Assignment: Say how many lines in the data hold "white". Nothing else belongs in the answer.

Data shown:
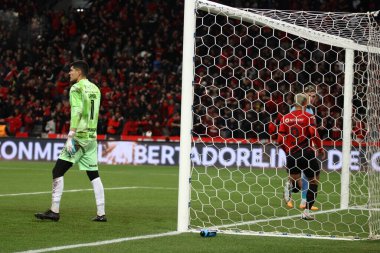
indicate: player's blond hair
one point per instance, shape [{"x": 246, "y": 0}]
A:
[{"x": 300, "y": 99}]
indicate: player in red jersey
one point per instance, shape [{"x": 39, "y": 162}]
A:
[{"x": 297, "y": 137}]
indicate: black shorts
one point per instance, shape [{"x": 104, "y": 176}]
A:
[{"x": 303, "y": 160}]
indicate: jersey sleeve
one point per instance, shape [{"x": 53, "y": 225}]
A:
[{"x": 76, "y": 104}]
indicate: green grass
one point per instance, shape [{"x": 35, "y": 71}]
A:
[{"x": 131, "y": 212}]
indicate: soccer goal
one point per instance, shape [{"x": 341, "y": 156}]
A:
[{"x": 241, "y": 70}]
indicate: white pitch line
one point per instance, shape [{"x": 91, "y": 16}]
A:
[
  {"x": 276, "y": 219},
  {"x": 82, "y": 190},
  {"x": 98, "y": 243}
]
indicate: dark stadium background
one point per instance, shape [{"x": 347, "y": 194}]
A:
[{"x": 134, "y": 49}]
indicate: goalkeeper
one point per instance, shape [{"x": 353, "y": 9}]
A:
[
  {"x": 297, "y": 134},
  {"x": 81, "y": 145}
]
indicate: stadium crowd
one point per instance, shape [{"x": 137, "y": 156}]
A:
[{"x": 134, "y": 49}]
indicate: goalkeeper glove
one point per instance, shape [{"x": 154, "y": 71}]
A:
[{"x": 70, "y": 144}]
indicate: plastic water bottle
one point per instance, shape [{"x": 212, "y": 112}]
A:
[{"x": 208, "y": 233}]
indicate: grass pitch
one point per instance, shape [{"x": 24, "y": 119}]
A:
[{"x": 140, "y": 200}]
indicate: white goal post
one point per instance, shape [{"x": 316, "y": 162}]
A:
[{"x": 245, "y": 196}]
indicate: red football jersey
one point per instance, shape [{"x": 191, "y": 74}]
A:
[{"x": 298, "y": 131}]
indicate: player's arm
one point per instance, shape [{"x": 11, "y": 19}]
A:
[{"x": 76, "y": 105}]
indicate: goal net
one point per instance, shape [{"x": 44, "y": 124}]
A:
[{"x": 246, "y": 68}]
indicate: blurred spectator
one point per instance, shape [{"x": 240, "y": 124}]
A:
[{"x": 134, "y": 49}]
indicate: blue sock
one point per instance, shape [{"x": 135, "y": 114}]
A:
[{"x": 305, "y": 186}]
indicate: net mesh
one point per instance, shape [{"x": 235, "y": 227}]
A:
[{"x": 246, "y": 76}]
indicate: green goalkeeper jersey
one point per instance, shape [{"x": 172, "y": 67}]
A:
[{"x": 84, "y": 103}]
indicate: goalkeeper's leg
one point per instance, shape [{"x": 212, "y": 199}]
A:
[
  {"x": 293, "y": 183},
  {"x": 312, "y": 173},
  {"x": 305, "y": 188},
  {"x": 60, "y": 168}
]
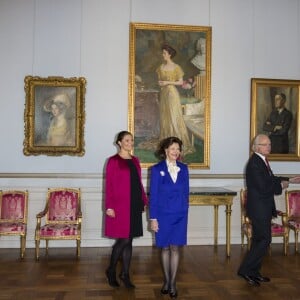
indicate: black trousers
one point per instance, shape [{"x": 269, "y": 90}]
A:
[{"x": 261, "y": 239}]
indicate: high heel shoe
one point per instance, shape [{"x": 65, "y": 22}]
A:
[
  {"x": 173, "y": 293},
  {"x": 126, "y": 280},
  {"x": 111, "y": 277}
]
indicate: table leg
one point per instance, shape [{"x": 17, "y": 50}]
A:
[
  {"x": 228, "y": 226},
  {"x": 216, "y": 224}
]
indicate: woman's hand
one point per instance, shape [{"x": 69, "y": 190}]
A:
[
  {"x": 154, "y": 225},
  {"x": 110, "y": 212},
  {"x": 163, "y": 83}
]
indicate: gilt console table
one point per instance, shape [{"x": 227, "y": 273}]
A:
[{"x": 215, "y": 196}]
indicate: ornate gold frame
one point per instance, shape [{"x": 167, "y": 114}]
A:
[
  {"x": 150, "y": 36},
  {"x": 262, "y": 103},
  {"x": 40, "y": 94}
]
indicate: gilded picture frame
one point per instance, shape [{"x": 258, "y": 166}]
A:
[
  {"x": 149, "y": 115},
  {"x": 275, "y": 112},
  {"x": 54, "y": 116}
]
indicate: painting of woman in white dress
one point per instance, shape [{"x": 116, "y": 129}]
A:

Result of the task: 3